**PROBLEM A**
Collect every line of the records that contains the string "beard", treating uppercase and lowercase as different.

**READING TEXT**
## start
To summarize, I think that the DNC list does involve government regulation of speech because it favors noncommercial speech over commercial speech. The government is therefore required to come forward with some substantial interest that is served by the regulation and demonstrate a reasonable fit between the regulation and its goal. In my opinion, the government has met this burden--a 40-60% reduction in unwanted calls seems to me to be a substantial fit with the government's stated goals (compared to 3% in Cincinnati).

On Telemarketing and the Environment

Honestly, I posted the comment for comic relief, not because I thought it had any real merit. If it had merit, the marketing association would undoubtedly have raised the point in its legal challenges, but it smartly chose not to. I have to give some credit to its authors for creativity, but that's all I will give them.

:: Barry 4:37 PM [+] ::
...

::Re: Commercial Solicitation::

I still believe that the critical statement in the decision is the reference to Rowen: "The court categorically rejected the argument that a vendor has the right to send unwanted material into the home of another and found that the statute did not operate as a government restriction on speech." I believe that fundamentally citizens should have complete discretion as to who can connect a phone call to them. I think our general perceptions of how the phone network operates are colored by the technological limitations of the system to date. If we were to sit down and draw up specifications for an ideal phone system I would have a system that includes a caller-ID on steroids that would identify the number, name, originating location, and business/organization accurately for every caller, with no opt-out. It would include the ability for the consumer to block calls from individual numbers, by business/organization, by geography, and to arbitrarily block groups of numbers based on those or other factors. It would include optional white-listing and a multi-tiered voice-mail system, such that white-listed calls go directly through, calls from black-listed or unlisted calls go directly to separate voice mail buckets from which the user can opt (based on caller-ID info) to listen to them or not and to add them to the white-list if desired. Essentially I believe that no citizen is required to have a phone, and as such if they do have a phone should hold no obligation to receive any calls they don't care to receive.

All of the things mentioned in my list were not technologically feasible at the time our present network was established and so we have a system that contains little to no safeguards or tools to allow users to exercise much control over their incoming calls. This has established a sort of mind-set where people generally regard the phone network as a system where callers deserve this status of being able to connect calls with impunity. This certainly will not be the case as time progresses. Technologically all of the things I mentioned above can be accomplished today. However, given the morass of interconnected legacy systems and sluggish operating companies that are our phone network those things will only become commonplace after a substantial expenditure of time and money.
## end
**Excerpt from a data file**
## start
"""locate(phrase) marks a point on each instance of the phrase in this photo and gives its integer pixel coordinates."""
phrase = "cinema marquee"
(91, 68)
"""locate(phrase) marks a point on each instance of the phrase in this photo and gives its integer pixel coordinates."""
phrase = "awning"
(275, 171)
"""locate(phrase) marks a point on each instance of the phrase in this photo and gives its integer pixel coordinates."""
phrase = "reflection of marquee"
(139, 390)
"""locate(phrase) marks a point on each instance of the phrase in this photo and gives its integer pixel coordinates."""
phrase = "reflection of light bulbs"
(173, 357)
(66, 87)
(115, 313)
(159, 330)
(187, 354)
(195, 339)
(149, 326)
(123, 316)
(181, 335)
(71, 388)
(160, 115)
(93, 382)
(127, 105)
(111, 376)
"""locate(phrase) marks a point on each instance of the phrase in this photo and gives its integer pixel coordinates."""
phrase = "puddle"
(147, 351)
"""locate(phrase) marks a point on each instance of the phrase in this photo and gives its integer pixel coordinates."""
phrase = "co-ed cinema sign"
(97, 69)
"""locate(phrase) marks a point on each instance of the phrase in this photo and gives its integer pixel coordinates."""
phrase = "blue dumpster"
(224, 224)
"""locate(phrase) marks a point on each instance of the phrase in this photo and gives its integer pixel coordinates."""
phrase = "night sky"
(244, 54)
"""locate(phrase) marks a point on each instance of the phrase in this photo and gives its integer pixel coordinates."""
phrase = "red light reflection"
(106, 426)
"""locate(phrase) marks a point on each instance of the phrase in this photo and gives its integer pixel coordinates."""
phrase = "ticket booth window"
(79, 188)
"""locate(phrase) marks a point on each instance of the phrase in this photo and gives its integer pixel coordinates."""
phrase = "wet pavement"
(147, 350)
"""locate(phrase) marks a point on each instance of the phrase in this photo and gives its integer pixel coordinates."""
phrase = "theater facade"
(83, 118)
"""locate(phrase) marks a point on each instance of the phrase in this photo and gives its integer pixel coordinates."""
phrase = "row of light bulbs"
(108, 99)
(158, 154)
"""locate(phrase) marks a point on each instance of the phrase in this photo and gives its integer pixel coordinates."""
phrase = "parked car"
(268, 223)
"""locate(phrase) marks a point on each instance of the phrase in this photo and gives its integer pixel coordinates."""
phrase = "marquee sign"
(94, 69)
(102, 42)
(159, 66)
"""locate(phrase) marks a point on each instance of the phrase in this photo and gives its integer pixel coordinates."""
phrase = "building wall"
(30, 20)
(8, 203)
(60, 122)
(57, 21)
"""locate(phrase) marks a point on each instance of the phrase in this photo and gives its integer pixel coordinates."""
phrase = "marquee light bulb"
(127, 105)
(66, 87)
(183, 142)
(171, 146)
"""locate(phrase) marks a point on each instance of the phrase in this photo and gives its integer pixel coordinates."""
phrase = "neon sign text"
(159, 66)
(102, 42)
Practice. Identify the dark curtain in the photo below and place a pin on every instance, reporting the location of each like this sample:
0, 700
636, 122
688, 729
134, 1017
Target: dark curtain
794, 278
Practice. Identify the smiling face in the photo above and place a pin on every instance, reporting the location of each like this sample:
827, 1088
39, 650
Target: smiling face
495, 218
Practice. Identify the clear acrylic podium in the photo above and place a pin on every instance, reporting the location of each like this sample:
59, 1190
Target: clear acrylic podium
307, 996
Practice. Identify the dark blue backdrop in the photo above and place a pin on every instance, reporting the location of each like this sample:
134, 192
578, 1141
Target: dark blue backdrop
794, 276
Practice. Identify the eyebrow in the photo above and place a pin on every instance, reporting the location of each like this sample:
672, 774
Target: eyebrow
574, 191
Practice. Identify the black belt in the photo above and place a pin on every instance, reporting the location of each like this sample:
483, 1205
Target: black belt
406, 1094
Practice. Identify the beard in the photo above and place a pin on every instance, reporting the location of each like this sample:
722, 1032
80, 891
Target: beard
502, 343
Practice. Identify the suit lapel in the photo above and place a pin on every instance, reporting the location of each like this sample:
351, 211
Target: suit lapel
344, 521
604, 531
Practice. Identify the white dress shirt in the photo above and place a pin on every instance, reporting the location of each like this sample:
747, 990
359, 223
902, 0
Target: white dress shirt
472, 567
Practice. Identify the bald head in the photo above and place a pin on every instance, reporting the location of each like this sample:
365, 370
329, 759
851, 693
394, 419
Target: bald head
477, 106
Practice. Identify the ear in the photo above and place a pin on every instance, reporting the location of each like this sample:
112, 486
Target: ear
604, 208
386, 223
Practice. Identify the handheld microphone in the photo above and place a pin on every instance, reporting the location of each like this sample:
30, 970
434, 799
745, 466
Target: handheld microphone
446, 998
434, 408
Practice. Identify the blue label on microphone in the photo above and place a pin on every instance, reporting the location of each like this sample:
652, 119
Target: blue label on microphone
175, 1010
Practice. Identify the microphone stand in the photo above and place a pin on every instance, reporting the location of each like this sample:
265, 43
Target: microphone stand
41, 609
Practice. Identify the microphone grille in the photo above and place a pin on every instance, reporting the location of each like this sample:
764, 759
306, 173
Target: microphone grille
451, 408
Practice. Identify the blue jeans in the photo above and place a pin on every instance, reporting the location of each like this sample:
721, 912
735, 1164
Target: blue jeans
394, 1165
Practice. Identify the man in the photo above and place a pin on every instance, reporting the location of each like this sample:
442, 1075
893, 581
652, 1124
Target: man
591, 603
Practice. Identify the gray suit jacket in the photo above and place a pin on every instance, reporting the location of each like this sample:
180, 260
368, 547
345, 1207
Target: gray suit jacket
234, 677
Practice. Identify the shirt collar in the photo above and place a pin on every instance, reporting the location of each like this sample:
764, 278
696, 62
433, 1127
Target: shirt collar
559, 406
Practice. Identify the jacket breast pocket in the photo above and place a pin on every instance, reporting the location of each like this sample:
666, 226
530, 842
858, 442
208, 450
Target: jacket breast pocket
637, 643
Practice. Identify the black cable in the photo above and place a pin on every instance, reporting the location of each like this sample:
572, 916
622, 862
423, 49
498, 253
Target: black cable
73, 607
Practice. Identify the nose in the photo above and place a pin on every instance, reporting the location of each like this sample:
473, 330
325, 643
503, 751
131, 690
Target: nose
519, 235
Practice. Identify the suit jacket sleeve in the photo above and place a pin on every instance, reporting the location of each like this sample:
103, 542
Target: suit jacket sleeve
## end
**PROBLEM B**
In the blog post about the DNC list, what reduction in unwanted calls is set against the 3% figure for Cincinnati?

**FULL OUTPUT A**
Practice. Identify the beard in the photo above and place a pin on every instance, reporting the location of each like this sample:
Target: beard

**FULL OUTPUT B**
A 40-60% reduction in unwanted calls.